### EXERCISE BRIEF:
Every record here needs to be duplicated exactly.
================
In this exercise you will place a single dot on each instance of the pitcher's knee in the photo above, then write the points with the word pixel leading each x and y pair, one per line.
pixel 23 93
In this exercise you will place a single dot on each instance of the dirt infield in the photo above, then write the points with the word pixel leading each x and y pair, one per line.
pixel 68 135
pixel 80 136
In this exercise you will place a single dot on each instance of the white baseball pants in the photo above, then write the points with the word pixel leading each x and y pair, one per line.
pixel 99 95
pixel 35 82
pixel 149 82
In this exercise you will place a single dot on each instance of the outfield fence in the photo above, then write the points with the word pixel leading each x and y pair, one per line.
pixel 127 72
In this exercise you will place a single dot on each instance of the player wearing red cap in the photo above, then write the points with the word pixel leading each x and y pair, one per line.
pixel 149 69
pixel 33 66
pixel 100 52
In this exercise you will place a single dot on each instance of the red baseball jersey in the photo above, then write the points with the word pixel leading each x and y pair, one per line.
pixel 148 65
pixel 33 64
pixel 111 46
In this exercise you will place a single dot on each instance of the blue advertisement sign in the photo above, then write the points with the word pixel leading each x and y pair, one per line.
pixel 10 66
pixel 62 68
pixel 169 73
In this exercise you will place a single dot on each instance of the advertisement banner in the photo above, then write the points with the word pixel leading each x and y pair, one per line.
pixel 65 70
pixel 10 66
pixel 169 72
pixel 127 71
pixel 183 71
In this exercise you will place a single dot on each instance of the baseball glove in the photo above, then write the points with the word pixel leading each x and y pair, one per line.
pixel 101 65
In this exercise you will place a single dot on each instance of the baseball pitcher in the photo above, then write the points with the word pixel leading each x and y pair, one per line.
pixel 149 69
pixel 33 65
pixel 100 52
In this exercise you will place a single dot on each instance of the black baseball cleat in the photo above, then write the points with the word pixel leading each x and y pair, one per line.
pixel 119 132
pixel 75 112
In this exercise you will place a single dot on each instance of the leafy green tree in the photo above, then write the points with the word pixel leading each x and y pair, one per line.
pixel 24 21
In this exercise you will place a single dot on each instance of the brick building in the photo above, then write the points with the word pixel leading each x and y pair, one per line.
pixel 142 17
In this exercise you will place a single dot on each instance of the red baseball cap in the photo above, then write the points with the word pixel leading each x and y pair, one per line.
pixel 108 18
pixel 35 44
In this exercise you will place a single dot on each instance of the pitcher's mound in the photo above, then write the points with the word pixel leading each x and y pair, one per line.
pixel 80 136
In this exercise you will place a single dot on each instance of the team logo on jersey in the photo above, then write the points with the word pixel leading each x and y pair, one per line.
================
### EXERCISE RESULT:
In this exercise you will place a single dot on each instance of the pitcher's knee in the photo above, then write the points with the word pixel leading each x and y pair, one per line.
pixel 23 93
In this exercise you will place a single dot on each instance of the dirt infield in the photo above, then write the points with the word pixel leading each x and y pair, one per line.
pixel 68 135
pixel 80 136
In this exercise you will place a single dot on each instance of the white baseball pants in the photo above, then write the points with the word pixel leading each x and y pair, one per line.
pixel 99 95
pixel 35 82
pixel 149 82
In this exercise you will place a single dot on each instance of the outfield fence in the photo above, then write the points with the word pixel leading each x and y pair, one per line.
pixel 127 72
In this exercise you will place a single dot on each instance of the player wearing red cap in the photo above, then write the points with the word pixel leading each x and y pair, one per line.
pixel 149 69
pixel 33 66
pixel 100 52
In this exercise you will place a single dot on each instance of the red baseball jersey in the photo above, then write the points with the word pixel leading each x and y pair, one per line.
pixel 148 65
pixel 33 64
pixel 111 46
In this exercise you will place a single dot on each instance of the blue advertisement sign in the photo above, then write the points with the word pixel leading each x and y pair, one per line.
pixel 10 66
pixel 62 68
pixel 169 73
In this exercise you will place a single dot on each instance of the advertisement banner in the photo above, then write the points with the word pixel leading each x and y pair, one per line.
pixel 65 70
pixel 10 66
pixel 169 72
pixel 127 71
pixel 183 71
In this exercise you will place a single dot on each instance of the baseball glove in the photo above, then write the points with the word pixel leading each x and y pair, one per line.
pixel 101 65
In this exercise you will place a single dot on each instance of the baseball pitcher in the photo above, then write the points with the word pixel leading each x and y pair, one per line.
pixel 149 69
pixel 33 65
pixel 100 52
In this exercise you will place a single dot on each instance of the black baseball cleat in the photo above, then write the points with the word pixel leading each x and y pair, one per line.
pixel 119 132
pixel 75 112
In this exercise you will place a single dot on each instance of the leafy green tree in the photo above, then write the points with the word pixel leading each x and y pair, one per line.
pixel 24 21
In this exercise you will place a single dot on each instance of the brick building in the photo above, then write the points with the word pixel leading each x and y pair, one per line.
pixel 142 17
In this exercise you will place a single dot on each instance of the red baseball cap in the photo above, then write the points with the word pixel leading each x and y pair, one per line.
pixel 108 18
pixel 35 44
In this exercise you will place a single dot on each instance of the pitcher's mound in the photo above, then write the points with the word pixel leading each x and y pair, one per line.
pixel 80 136
In this exercise you will place a single dot on each instance of the team logo on jersey in the photo above, then write the points with the word pixel leading each x and y pair, one per line.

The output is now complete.